WHAT NEEDS TO BE DONE => Repeat the listing exactly. The images do not belong in the copy.
EXERCISE INPUTS: Begin
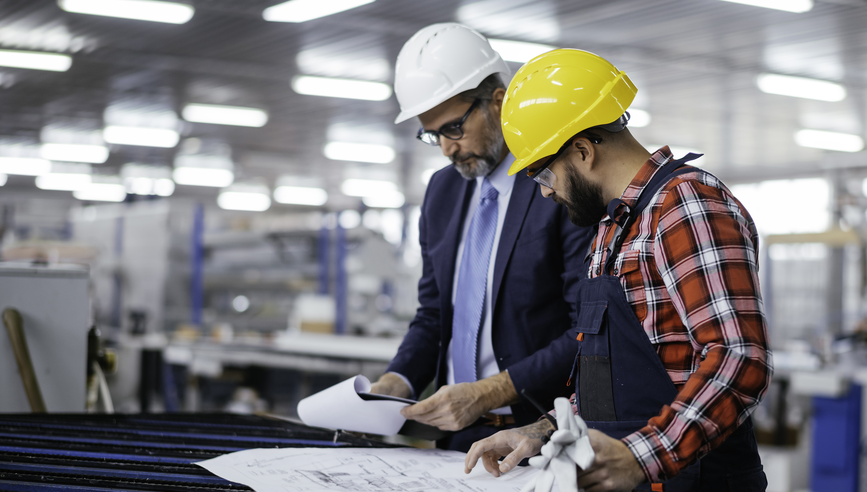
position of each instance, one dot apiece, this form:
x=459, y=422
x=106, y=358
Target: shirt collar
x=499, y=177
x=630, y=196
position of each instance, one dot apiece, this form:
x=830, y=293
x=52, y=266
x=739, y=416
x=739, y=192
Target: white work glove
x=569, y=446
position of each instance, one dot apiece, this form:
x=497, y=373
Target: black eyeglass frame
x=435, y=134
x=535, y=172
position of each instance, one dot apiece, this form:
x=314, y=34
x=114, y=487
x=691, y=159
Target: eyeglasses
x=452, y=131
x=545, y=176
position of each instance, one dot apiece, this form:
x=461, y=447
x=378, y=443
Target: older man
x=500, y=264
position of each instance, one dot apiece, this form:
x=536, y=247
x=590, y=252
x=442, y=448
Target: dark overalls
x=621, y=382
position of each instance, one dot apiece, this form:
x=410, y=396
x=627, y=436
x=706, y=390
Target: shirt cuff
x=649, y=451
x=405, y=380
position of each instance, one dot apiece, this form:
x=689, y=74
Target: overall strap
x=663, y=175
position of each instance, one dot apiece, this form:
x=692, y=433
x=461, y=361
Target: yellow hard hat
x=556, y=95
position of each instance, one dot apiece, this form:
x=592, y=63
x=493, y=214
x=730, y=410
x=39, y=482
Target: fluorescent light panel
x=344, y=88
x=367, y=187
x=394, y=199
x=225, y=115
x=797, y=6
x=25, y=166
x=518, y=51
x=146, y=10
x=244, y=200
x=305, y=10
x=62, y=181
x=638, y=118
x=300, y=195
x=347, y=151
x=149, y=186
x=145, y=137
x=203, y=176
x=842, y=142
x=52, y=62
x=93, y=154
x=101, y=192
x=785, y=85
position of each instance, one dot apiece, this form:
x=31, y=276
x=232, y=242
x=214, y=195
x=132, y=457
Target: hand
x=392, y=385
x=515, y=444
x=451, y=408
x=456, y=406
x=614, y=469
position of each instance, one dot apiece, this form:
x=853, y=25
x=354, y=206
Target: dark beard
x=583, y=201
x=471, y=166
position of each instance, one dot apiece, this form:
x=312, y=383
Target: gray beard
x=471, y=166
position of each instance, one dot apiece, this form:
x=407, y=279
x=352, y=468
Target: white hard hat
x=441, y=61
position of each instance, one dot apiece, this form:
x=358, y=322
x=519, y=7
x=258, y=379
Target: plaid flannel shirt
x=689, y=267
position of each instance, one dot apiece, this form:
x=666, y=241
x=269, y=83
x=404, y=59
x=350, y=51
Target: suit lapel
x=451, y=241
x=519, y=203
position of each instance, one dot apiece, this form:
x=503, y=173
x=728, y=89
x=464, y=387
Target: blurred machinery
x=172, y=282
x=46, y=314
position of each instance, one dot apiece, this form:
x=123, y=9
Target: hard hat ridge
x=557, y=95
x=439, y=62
EXERCISE INPUTS: End
RESPONSE TO THIS TASK =>
position of each instance, one dot apiece, this form:
x=459, y=422
x=106, y=358
Target: shirt collar
x=499, y=177
x=630, y=196
position of each instance, one dot apiece, this form:
x=830, y=293
x=52, y=266
x=739, y=416
x=739, y=192
Target: white work glove
x=569, y=446
position of each instance, one dot apiece, this form:
x=497, y=373
Target: black eyeglass frame
x=435, y=134
x=535, y=172
position of each instance, one dot apiece, this form:
x=314, y=34
x=114, y=487
x=691, y=159
Target: eyeglasses
x=452, y=131
x=545, y=176
position of each instance, one dot apiece, this form:
x=461, y=447
x=378, y=443
Target: older man
x=500, y=264
position of each instance, one dot apiece, this form:
x=536, y=247
x=590, y=252
x=442, y=448
Target: dark overalls
x=621, y=382
position of each instance, one dot apiece, this form:
x=410, y=396
x=627, y=436
x=706, y=390
Target: shirt cuff
x=649, y=451
x=405, y=380
position of each instance, one dot apiece, this form:
x=689, y=74
Target: overall strap
x=663, y=175
position of each instance, one dot apiece, this form:
x=692, y=433
x=461, y=361
Target: yellow hard hat
x=556, y=95
position of each instance, one dot apiece, this form:
x=592, y=63
x=493, y=214
x=730, y=410
x=39, y=482
Target: fluorescent light panel
x=344, y=88
x=367, y=187
x=394, y=199
x=225, y=115
x=797, y=6
x=25, y=166
x=518, y=51
x=146, y=10
x=244, y=200
x=305, y=10
x=62, y=181
x=638, y=118
x=300, y=195
x=347, y=151
x=149, y=186
x=145, y=137
x=203, y=176
x=842, y=142
x=52, y=62
x=93, y=154
x=101, y=192
x=785, y=85
position of each instance, one dot apiece, this form:
x=31, y=276
x=232, y=242
x=214, y=195
x=132, y=457
Target: hand
x=392, y=385
x=515, y=444
x=451, y=408
x=456, y=406
x=614, y=469
position of each instance, one dot apiece, this form:
x=853, y=25
x=354, y=206
Target: dark beard
x=583, y=201
x=471, y=166
position of each instance, one dot apiece, this form:
x=312, y=383
Target: gray beard
x=471, y=166
position of each instance, one dot apiece, this form:
x=407, y=279
x=352, y=468
Target: white hard hat
x=441, y=61
position of each instance, one dot apiece, this form:
x=358, y=322
x=519, y=7
x=258, y=379
Target: plaid flannel shirt
x=689, y=267
position of each instance, one dot apiece, this form:
x=666, y=241
x=269, y=83
x=404, y=59
x=350, y=51
Target: suit lapel
x=451, y=241
x=519, y=203
position of each instance, one dot apiece, this form:
x=503, y=173
x=728, y=89
x=464, y=387
Target: blurred machinery
x=172, y=282
x=46, y=314
position of each instance, one dot apiece, this form:
x=123, y=9
Target: hard hat ridge
x=557, y=95
x=439, y=62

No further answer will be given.